====== SUPPLIED PASSAGE ======
# [SOLVED] Motherboard drivers for EPOX EP-9NPA7I



## vladimirb (Mar 31, 2008)

Hi, need Windows XP drivers for EPOX mobo EP-9NPA7I...
I reinstalled PC at work and realise that I do not have MoBo drivers. The bad thing is that EPOX have very bad technical support and lame web site.
I tried to find Mobo drivers on their site but no luck...
Also tried to google it. Same thing.
if anyone can help will be very good


----------



## Deleted090308 (Jan 25, 2007)

*Re: Motherboard drivers for EPOX EP-9NPA7I*

Hi :wave:

I can't find the specs for EP-9NPA7I.

Download and run *Everest*. 
That program will produce a list of what's on the motherboard. 
In Everest press Computer - then Summary. Save the report as plain text. Please post back, with that report as an attachment.

*How to post an attachment.*


----------



## vladimirb (Mar 31, 2008)

*Re: Motherboard drivers for EPOX EP-9NPA7I*

Thx eneles for help, but I have solved this problem. The thing was that Epox site seems to be very crapy and badly organized.
But luckily, my friend is having exactly the same Mobo [realised after calling almost every friend looking for help:wink:]
So I took Mobo drivers from him and installed on PC.
Thx again mate, I appreciate.
P.S. With Everest I can define what kind of components is missing drivers right? if so I will download that program for future working :wave:


----------



## Deleted090308 (Jan 25, 2007)

*Re: Motherboard drivers for EPOX EP-9NPA7I*

I'm glad you got it fixed. :smile:

Everest lists what hardware you have.
====== GIVEN RECORDS ======
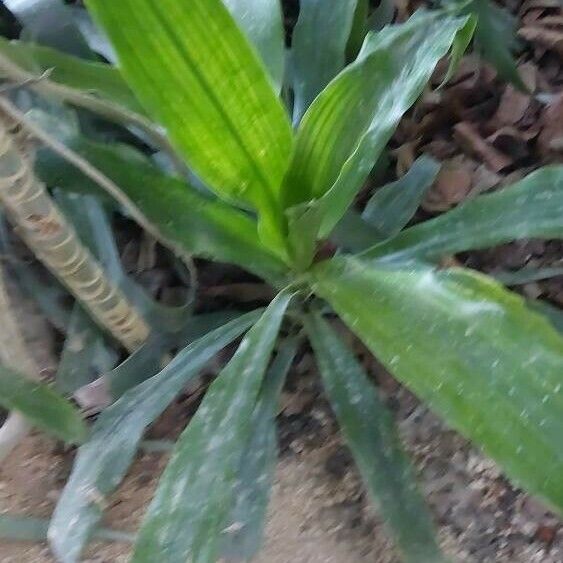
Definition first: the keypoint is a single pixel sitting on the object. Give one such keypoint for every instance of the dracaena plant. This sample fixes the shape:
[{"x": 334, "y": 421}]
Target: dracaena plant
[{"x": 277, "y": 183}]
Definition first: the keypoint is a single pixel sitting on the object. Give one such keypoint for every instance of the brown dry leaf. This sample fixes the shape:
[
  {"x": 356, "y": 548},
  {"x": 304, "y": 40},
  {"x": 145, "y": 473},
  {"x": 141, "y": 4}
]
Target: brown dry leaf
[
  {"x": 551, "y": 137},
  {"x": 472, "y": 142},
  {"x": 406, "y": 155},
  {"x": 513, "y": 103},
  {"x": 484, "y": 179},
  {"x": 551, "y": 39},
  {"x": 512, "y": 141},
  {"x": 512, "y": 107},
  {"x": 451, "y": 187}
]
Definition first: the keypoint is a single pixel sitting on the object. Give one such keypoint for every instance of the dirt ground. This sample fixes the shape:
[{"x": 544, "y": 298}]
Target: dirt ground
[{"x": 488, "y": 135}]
======
■ **CHALLENGES**:
1. In the EPOX driver thread, where did vladimirb get the motherboard drivers in the end?
2. Carry the EPOX driver thread forward from its last line.
The data has no connection to the EPOX driver thread.

■ **EXPECTED RESPONSES**:
1. He got them from a friend who has exactly the same motherboard.

2.
To see which ones that lack drivers - look in device manager.


----------



## Dexxes (Dec 19, 2008)

*Re: Motherboard drivers for EPOX EP-9NPA7I*

Well I am having the same issue where I have lost the install CD to my MOBO and have looked every where on the net to find drivers for this mobo. I can see this being a issue for allot of us that still have EPOX mobo's because when I search for any/all mobo drivers on EPOX's wesite nothing pops up.

Everest seems cool but has any one found a driver download for the EPOX EP-9NPA7I mobo?

It just seems crazy that the only thing I find on this mobo is places that offer a "driver detective" or a forum like this.

Thanks all


----------



## Dexxes (Dec 19, 2008)

*Re: Motherboard drivers for EPOX EP-9NPA7I*



Dexxes said:


> Well I am having the same issue where I have lost the install CD to my MOBO and have looked every where on the net to find drivers for this mobo.


We I have found the CD which is awsome. So if anyone still needs these I can try and get them to you one way or another.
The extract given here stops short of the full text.